====== Texto propuesto ======

Columna
de reporteros
Reproducción
de la columna ‘Las palabras’ publicada en la edición 2290 de la revista
‘Caretas’.
Por: Gustavo Gorriti
Si
contamos a los que llegaron al poder por el voto, el Perú tiene tres ex
presidentes vivos. Si incluimos a los que lo hicieron por la bota, ya son
cuatro: Morales Bermúdez, Fujimori, García y Toledo.
Es un
grupo interesante. Morales Bermúdez hizo una transición de la dictadura a la
democracia. Fujimori la llevó de la democracia a la dictadura. Toledo y García,
a su turno, no fortalecieron la democracia pero la respetaron.
Un grupo
interesante no es necesariamente un grupo ejemplar. De los cuatro ex presidentes,
dos, Toledo y García, son investigados en forma paralela por presunta
corrupción. Fujimori, está en la cárcel. Y Morales Bermúdez probablemente no
planea viajar a Italia, pues enfrentaría un grave proceso penal por atrocidades
contra los derechos humanos perpetradas en, o desde, suelo peruano durante su
gobierno, en el marco del Plan Cóndor.
Los
cuatro, sin embargo, se proclaman perfectamente inocentes. Entre Ecoteva y
narcoindultos, Toledo y García se disputan el encabezamiento noticioso. Pero
creo que ambos confían en que el agitado intercambio de acusaciones no durará
mucho y que el futuro los tratará como hasta hoy ha tratado a sus antecesores:
con blandura, cortesanía y amnesia selectiva.

====== Extracto de datos ======

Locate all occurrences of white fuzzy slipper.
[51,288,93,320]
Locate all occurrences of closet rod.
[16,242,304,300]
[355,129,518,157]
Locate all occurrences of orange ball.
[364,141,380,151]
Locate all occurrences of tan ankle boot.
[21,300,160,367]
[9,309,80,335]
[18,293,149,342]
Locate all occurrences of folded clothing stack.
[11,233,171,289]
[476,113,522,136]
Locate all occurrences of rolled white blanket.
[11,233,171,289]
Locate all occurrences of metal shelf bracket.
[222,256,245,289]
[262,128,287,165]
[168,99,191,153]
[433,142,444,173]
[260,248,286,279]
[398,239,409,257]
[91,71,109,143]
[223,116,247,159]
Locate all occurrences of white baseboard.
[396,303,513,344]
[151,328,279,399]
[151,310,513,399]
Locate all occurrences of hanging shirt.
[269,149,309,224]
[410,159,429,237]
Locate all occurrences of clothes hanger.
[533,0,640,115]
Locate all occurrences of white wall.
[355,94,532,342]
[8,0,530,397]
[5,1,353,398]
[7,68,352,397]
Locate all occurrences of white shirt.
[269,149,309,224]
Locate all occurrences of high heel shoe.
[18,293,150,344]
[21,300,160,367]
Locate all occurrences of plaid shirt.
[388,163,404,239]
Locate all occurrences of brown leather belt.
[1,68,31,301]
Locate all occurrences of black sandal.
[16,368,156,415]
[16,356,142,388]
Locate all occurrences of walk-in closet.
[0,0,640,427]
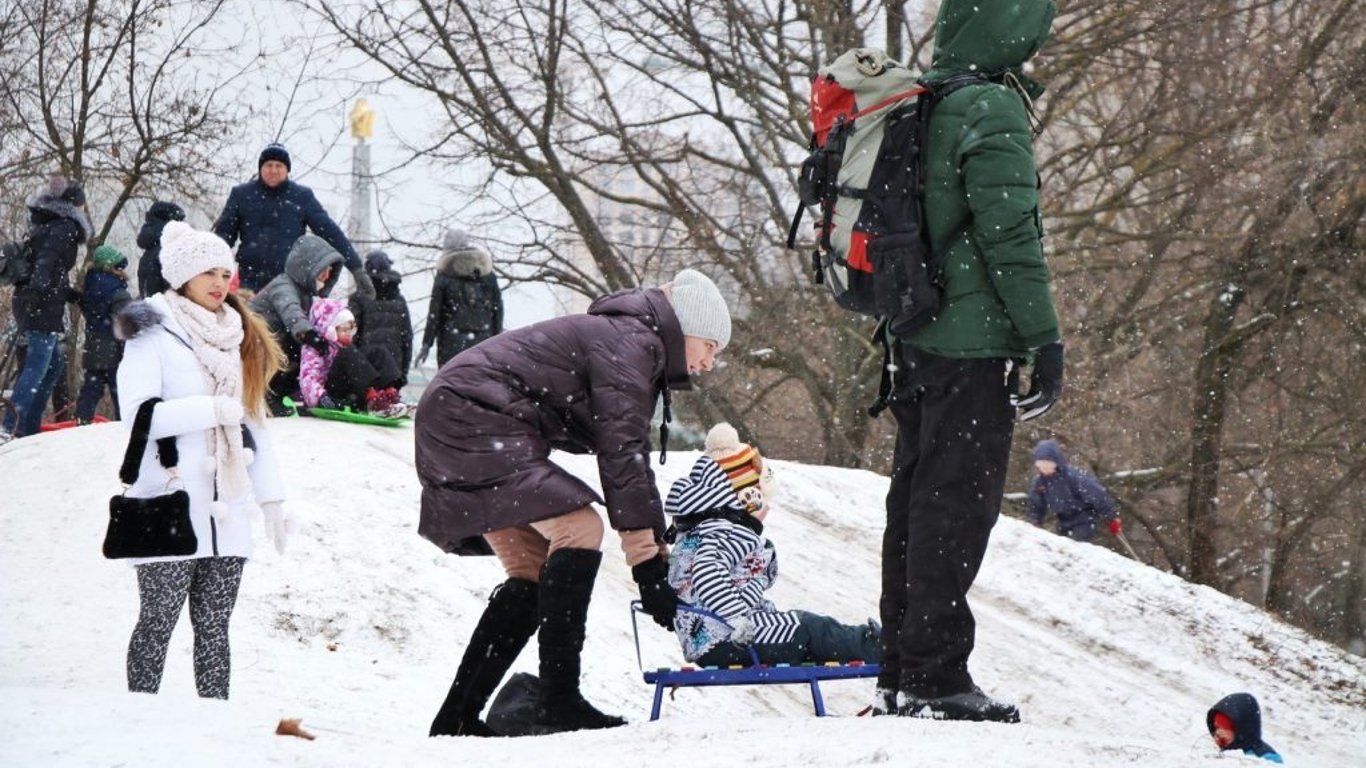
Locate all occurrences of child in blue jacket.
[1029,440,1124,541]
[1205,693,1284,763]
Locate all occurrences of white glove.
[725,616,754,645]
[261,502,295,555]
[213,395,247,426]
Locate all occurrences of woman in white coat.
[117,221,288,698]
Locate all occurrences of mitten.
[1011,342,1063,421]
[631,556,679,630]
[261,502,294,555]
[213,395,247,426]
[294,328,328,355]
[725,616,754,645]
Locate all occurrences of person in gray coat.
[415,269,731,735]
[250,235,342,415]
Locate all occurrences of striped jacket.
[669,517,798,661]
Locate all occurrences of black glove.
[631,555,679,630]
[351,269,374,299]
[1011,342,1063,421]
[294,328,328,355]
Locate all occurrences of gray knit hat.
[672,269,731,351]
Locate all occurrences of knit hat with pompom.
[161,221,238,291]
[705,421,773,511]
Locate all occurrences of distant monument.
[347,98,374,241]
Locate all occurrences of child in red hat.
[705,421,775,521]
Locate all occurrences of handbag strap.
[119,398,180,485]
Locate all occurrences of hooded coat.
[1029,440,1115,541]
[907,0,1061,358]
[351,256,413,387]
[213,178,361,291]
[251,235,342,340]
[422,247,503,365]
[1205,693,1283,763]
[81,261,131,370]
[138,200,184,298]
[11,189,93,333]
[115,294,284,564]
[415,288,691,555]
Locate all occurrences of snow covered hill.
[0,420,1366,768]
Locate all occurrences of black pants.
[878,346,1015,698]
[325,347,403,407]
[127,558,246,698]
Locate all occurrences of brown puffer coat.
[415,288,691,555]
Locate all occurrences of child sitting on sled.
[299,298,408,418]
[664,445,881,667]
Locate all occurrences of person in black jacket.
[138,200,184,298]
[4,176,93,437]
[76,243,131,424]
[213,143,374,297]
[351,250,413,388]
[418,228,503,366]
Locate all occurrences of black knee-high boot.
[429,578,540,737]
[535,549,626,732]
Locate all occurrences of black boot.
[429,578,540,737]
[897,686,1020,723]
[535,549,626,732]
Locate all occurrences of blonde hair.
[225,292,285,418]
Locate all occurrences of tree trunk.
[1186,286,1247,585]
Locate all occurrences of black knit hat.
[257,142,294,172]
[365,250,393,275]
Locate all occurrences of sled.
[631,600,882,722]
[280,398,411,426]
[309,409,411,426]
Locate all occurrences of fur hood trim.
[436,247,493,277]
[113,297,163,342]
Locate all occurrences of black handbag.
[104,398,199,560]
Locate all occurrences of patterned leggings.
[128,558,246,698]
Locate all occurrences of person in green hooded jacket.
[874,0,1063,723]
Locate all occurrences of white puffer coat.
[116,295,284,564]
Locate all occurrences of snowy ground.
[0,420,1366,768]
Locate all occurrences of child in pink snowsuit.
[299,298,406,415]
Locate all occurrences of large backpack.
[0,238,33,286]
[788,48,986,335]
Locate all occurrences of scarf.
[164,291,251,502]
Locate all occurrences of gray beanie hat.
[672,269,731,351]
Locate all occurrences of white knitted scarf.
[165,291,251,502]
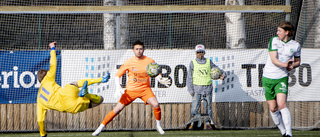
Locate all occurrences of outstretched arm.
[37,103,47,137]
[47,42,57,81]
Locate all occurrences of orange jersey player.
[92,41,170,136]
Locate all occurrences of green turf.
[0,129,320,137]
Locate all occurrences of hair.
[278,21,294,37]
[132,40,144,49]
[37,69,48,83]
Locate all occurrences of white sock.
[270,110,286,135]
[156,120,161,127]
[97,124,105,132]
[280,107,292,136]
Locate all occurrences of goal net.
[0,0,320,132]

======

### Tarea a realizar
De acuerdo con la columna sobre los ex presidentes del Perú, ¿cuál de ellos hizo una transición de la dictadura a la democracia?

### Respuesta del ejercicio
Morales Bermúdez.